Identify each line of the records that contains the word "outboard", and copy every such line. Case counts.
---- Material shown
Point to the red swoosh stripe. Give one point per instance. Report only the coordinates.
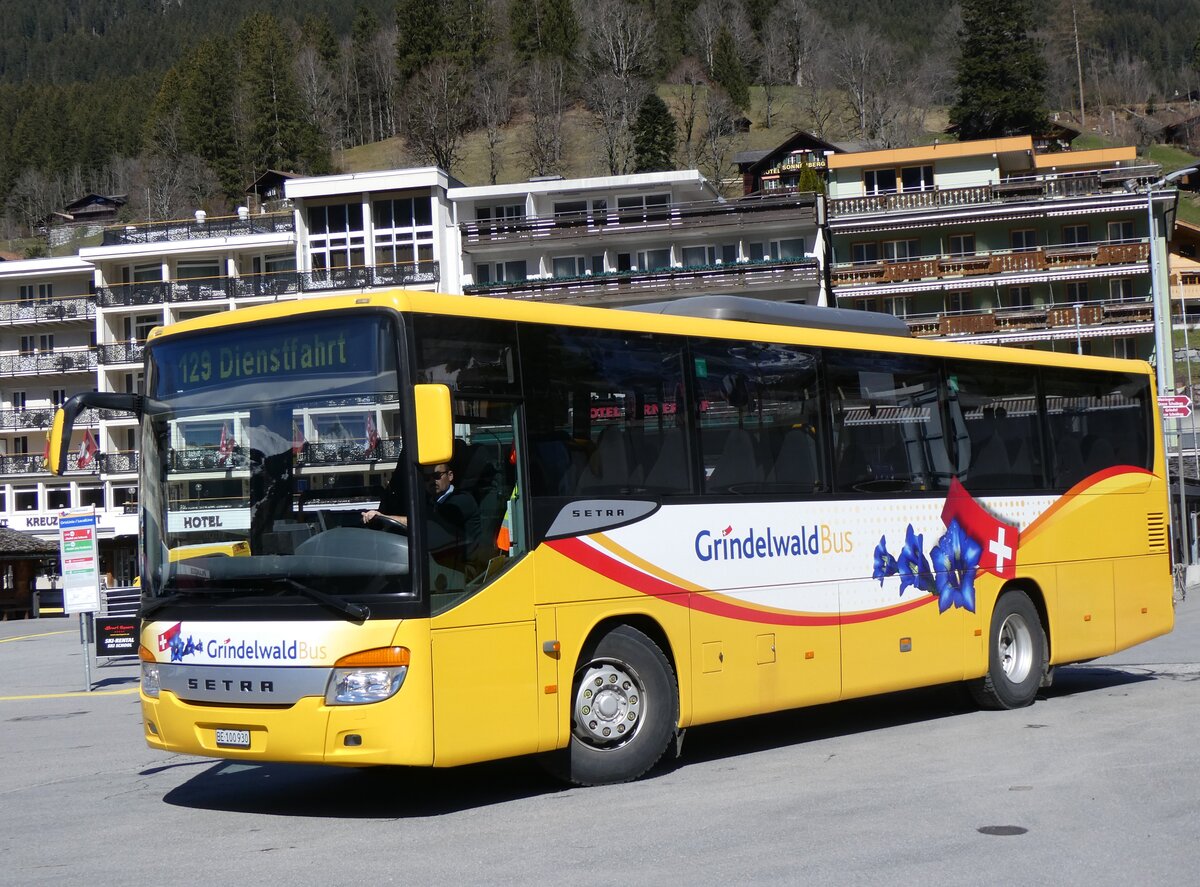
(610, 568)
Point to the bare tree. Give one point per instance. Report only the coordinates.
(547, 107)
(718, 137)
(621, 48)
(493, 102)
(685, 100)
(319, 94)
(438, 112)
--------
---- Material shown
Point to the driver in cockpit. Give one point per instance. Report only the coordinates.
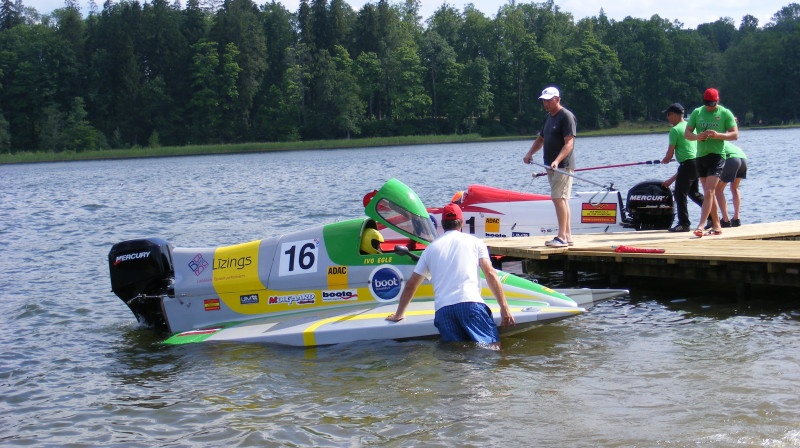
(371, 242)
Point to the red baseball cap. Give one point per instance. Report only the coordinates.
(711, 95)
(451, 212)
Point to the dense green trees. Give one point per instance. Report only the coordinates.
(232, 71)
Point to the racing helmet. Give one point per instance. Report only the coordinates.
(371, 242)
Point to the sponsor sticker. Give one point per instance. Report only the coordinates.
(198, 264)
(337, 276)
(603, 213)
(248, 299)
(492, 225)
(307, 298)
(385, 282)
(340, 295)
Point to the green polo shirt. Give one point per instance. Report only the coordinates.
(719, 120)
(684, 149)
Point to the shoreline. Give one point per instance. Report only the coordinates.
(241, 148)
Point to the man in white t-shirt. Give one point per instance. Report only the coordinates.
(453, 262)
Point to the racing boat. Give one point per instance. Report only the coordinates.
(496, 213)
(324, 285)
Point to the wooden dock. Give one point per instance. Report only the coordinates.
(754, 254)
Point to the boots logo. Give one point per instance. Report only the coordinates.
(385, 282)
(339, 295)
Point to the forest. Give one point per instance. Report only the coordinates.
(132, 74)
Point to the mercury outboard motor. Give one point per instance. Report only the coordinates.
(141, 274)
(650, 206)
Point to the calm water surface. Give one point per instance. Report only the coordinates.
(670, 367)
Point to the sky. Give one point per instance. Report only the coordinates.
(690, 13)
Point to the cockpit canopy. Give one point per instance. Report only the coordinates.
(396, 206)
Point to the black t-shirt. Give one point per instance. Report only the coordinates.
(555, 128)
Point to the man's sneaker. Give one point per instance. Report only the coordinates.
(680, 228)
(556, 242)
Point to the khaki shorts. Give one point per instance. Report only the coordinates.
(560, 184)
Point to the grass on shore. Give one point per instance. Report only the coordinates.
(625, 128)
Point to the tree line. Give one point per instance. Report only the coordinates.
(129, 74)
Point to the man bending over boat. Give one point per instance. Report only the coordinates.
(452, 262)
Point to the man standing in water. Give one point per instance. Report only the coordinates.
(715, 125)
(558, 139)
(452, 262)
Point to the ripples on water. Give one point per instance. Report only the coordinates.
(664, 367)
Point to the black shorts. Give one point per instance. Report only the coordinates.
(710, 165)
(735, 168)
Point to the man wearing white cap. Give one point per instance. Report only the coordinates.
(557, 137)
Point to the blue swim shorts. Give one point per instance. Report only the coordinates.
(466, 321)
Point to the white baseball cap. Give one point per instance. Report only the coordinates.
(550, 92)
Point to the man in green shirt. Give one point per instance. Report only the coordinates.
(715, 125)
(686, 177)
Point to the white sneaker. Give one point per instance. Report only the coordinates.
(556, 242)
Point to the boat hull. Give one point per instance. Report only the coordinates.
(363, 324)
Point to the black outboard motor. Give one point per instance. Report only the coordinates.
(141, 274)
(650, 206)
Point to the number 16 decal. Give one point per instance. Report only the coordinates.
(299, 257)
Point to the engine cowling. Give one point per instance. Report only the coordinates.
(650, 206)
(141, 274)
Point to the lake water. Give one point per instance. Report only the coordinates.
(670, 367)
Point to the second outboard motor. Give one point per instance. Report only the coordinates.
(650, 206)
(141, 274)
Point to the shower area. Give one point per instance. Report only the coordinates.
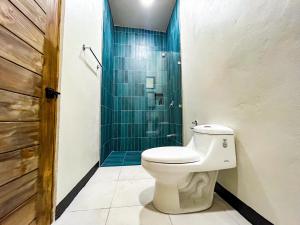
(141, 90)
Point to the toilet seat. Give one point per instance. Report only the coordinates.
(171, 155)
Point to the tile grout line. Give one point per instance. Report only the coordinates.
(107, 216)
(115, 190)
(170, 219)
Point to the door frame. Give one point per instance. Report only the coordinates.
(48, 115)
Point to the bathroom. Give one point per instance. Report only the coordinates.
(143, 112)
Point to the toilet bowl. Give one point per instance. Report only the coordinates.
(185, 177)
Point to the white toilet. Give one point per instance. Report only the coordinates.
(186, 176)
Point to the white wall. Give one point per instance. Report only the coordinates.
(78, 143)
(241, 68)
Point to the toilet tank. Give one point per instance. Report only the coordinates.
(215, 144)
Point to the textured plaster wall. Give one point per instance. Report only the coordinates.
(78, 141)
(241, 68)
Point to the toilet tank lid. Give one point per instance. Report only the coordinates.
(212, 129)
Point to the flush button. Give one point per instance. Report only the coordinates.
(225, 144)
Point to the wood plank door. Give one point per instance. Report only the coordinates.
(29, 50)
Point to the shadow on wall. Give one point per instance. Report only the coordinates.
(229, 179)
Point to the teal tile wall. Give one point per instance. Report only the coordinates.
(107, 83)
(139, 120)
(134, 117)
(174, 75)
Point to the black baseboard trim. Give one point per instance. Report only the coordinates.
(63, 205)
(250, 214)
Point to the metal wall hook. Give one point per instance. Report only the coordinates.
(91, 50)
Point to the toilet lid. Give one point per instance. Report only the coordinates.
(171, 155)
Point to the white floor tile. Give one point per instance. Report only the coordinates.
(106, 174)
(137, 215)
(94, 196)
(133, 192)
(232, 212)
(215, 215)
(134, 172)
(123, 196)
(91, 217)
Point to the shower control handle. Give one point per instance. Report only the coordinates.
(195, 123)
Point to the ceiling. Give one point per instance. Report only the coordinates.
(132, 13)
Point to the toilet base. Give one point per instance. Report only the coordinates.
--------
## Result of the exercise:
Point to the mercury outboard motor. Give one point per instance. Report only the coordinates.
Point to the black outboard motor. Give one point per instance. Report only the coordinates.
Point to the second outboard motor. Give one point per instance. Report only the coordinates.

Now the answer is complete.